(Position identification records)

============

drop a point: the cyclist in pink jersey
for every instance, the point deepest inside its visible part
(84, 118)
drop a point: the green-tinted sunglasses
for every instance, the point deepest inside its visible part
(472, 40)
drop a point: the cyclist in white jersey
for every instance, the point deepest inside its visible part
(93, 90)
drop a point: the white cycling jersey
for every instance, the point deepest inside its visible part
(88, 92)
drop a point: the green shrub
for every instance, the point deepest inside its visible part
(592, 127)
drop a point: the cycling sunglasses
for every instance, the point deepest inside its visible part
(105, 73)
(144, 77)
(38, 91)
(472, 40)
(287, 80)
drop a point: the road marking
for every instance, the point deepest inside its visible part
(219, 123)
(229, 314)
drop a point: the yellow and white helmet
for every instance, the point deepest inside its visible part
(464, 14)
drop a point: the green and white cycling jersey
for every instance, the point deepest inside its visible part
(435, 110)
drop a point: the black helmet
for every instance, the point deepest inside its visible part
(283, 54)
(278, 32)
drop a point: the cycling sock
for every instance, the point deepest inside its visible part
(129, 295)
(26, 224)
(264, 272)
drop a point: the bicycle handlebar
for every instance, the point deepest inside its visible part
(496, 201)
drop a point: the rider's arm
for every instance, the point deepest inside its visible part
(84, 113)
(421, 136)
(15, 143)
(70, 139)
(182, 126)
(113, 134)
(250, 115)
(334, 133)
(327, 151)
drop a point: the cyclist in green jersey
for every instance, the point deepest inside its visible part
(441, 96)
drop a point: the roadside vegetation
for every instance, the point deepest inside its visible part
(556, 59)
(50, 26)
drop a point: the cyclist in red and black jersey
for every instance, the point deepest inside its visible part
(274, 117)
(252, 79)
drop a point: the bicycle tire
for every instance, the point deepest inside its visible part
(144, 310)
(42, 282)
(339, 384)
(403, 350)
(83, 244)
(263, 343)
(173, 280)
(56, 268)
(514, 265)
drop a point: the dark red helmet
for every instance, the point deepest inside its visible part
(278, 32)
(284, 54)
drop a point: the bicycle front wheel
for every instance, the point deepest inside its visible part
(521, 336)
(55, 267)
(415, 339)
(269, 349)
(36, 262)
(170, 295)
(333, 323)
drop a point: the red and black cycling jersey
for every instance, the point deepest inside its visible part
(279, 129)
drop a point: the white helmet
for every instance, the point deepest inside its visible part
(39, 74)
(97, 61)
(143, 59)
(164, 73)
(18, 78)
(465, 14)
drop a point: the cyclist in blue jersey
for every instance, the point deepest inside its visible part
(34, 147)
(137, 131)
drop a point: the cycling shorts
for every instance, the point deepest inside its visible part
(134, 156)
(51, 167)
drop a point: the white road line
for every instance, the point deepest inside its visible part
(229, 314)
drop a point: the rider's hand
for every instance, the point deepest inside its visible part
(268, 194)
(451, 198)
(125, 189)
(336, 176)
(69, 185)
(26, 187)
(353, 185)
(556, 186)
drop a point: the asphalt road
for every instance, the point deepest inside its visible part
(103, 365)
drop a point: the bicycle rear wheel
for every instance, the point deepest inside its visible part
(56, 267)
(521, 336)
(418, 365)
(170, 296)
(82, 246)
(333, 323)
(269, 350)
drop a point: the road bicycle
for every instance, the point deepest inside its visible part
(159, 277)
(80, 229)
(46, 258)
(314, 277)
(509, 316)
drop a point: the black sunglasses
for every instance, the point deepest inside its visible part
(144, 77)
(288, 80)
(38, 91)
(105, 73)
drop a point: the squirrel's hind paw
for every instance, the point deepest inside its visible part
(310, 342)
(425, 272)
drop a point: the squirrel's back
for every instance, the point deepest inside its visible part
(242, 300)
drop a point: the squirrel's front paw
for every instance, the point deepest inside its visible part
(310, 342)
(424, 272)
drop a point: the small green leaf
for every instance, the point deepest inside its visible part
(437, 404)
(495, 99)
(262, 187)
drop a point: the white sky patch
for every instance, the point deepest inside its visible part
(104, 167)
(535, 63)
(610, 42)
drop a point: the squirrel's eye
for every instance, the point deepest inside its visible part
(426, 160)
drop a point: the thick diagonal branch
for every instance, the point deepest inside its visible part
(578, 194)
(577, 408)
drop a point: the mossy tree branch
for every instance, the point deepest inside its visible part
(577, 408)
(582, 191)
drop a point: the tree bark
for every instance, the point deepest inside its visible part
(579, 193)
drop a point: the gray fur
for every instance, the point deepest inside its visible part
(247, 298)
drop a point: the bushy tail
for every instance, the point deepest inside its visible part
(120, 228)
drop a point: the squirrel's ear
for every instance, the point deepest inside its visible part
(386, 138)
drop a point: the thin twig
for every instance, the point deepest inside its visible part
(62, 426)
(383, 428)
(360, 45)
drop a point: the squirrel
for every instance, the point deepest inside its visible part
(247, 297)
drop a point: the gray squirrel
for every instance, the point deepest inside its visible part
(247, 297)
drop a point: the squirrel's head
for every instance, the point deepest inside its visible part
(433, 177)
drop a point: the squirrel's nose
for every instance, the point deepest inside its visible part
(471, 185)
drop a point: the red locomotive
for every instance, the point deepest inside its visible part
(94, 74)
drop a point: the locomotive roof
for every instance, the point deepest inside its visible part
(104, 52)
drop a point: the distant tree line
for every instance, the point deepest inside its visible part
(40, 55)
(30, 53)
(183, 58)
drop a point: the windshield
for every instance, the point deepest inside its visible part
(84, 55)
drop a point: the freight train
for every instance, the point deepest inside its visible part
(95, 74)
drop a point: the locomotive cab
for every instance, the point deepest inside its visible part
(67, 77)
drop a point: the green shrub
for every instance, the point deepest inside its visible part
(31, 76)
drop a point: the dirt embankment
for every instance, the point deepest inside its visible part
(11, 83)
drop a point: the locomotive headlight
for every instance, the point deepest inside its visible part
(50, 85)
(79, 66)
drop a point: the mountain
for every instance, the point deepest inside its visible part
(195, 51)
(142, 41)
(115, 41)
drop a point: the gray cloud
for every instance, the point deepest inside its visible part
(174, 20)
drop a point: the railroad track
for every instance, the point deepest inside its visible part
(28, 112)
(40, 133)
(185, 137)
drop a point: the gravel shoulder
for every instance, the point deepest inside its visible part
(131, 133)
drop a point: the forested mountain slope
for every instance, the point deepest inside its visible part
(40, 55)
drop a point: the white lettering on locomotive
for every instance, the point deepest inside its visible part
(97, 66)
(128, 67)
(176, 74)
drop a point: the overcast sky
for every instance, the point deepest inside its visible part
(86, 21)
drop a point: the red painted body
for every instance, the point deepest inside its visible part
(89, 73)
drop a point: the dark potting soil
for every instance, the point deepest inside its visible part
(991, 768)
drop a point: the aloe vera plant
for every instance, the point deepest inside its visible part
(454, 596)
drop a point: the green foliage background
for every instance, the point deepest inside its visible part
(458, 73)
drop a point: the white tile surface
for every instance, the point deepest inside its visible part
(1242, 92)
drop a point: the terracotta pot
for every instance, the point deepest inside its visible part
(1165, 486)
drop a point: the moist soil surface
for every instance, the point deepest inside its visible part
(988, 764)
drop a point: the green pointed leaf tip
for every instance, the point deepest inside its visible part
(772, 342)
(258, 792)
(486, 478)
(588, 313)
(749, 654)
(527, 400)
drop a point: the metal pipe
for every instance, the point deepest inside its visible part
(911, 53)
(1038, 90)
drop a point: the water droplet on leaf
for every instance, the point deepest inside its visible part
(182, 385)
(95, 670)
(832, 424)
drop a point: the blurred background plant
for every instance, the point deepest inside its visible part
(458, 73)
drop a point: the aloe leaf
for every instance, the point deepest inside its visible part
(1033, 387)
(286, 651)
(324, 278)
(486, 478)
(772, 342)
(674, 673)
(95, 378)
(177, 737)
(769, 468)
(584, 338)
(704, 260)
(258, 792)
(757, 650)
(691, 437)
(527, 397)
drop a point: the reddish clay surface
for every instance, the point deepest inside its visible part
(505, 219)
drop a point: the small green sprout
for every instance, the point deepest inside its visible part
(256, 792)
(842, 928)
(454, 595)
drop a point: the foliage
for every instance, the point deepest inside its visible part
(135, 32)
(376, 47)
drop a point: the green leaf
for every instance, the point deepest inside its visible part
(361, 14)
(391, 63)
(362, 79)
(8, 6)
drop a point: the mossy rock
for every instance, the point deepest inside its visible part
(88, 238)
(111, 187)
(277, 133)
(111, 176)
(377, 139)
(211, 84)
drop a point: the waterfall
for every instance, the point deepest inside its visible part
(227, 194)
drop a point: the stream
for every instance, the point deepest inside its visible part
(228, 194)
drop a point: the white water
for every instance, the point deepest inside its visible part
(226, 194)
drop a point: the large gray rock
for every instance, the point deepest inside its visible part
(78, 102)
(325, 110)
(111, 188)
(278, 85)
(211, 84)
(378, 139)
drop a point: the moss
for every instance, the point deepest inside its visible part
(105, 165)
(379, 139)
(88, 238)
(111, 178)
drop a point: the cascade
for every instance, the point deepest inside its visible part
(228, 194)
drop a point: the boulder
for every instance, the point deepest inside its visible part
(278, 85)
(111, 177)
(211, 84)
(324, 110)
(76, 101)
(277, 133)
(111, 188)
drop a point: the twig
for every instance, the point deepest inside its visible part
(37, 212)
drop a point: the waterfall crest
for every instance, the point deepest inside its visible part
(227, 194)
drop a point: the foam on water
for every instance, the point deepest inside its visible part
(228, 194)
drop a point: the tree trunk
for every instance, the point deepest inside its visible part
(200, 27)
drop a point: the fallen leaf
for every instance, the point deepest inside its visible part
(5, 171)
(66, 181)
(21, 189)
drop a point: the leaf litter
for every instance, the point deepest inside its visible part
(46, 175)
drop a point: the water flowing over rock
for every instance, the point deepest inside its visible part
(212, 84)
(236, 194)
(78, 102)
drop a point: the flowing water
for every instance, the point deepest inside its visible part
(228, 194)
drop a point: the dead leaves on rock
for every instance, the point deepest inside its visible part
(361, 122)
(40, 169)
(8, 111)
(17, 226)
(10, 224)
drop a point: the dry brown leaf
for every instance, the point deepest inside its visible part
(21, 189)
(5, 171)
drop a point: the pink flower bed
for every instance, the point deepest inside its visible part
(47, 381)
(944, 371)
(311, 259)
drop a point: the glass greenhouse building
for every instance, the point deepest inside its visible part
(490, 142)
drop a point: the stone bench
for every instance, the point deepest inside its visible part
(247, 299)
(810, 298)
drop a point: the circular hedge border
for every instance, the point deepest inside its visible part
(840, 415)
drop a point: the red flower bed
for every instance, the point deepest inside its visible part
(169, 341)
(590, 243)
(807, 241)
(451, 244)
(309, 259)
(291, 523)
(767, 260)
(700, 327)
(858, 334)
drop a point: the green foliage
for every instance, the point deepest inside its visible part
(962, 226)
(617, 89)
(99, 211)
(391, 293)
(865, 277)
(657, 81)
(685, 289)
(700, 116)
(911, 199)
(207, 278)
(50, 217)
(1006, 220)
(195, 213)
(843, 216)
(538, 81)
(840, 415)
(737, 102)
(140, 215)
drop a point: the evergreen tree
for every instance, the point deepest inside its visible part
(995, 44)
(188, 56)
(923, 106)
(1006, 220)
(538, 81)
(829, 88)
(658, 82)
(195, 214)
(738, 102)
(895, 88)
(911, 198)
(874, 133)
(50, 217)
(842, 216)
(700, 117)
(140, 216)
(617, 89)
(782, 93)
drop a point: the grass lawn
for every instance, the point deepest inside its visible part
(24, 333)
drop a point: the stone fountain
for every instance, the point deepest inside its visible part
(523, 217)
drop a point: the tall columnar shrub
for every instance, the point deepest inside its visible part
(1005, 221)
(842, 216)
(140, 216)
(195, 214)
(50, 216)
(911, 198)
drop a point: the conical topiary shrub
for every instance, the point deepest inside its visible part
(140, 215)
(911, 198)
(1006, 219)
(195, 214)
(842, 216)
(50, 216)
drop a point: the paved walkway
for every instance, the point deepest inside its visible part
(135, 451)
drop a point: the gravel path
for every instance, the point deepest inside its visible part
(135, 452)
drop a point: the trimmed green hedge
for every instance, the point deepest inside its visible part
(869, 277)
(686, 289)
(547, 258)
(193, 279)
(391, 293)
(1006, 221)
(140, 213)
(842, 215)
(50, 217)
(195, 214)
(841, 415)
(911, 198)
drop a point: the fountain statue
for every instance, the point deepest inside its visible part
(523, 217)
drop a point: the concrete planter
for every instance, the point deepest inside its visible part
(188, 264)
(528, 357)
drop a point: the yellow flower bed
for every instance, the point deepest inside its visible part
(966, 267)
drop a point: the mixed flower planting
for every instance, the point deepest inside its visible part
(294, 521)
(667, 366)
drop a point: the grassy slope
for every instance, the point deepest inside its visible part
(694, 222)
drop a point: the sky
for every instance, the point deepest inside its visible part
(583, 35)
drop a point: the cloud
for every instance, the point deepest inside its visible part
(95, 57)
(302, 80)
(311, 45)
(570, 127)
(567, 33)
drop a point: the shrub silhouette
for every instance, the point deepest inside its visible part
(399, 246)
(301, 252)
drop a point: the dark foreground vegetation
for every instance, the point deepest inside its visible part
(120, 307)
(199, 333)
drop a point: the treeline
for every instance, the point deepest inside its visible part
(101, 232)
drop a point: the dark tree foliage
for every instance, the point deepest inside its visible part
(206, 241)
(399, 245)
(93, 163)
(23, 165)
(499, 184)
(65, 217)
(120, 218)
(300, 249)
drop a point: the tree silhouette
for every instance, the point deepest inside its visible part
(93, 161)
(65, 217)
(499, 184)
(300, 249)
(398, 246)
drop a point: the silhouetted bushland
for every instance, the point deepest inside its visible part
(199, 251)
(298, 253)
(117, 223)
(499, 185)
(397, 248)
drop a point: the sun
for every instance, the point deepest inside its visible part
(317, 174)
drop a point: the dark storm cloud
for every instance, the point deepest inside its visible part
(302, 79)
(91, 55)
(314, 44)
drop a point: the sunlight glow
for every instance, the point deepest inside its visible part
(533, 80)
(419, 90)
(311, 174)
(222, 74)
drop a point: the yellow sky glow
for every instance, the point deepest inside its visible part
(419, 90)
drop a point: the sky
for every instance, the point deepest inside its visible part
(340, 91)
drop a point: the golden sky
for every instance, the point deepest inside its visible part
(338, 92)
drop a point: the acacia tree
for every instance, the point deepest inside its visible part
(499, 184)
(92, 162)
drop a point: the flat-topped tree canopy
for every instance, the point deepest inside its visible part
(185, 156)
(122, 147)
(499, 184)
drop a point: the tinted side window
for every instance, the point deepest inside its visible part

============

TO DO:
Only the lines from the one that contains "drop a point: the dark storm cloud" to the end of the entries above should be given again, exactly and in full.

ANSWER TO THIS PROBLEM:
drop a point: the dark storm cloud
for every instance, the point deepest inside its visible part
(302, 79)
(91, 55)
(314, 44)
drop a point: the sunlight glow
for every instance, the point deepest inside its visible part
(533, 80)
(419, 90)
(311, 174)
(222, 74)
drop a point: the yellow sky glow
for every instance, the point deepest inside its visible part
(419, 90)
drop a point: the sky
for every instance, the point deepest inside its visible part
(340, 91)
drop a point: the golden sky
for every instance, the point deepest inside its visible part
(338, 92)
drop a point: the acacia tree
for every instance, the point deepest inside its visible part
(499, 184)
(92, 162)
drop a point: the flat-topped tree canopy
for every instance, the point deepest inside its visible part
(185, 156)
(122, 147)
(499, 184)
drop a point: the tinted side window
for every instance, the point deepest inside its visible part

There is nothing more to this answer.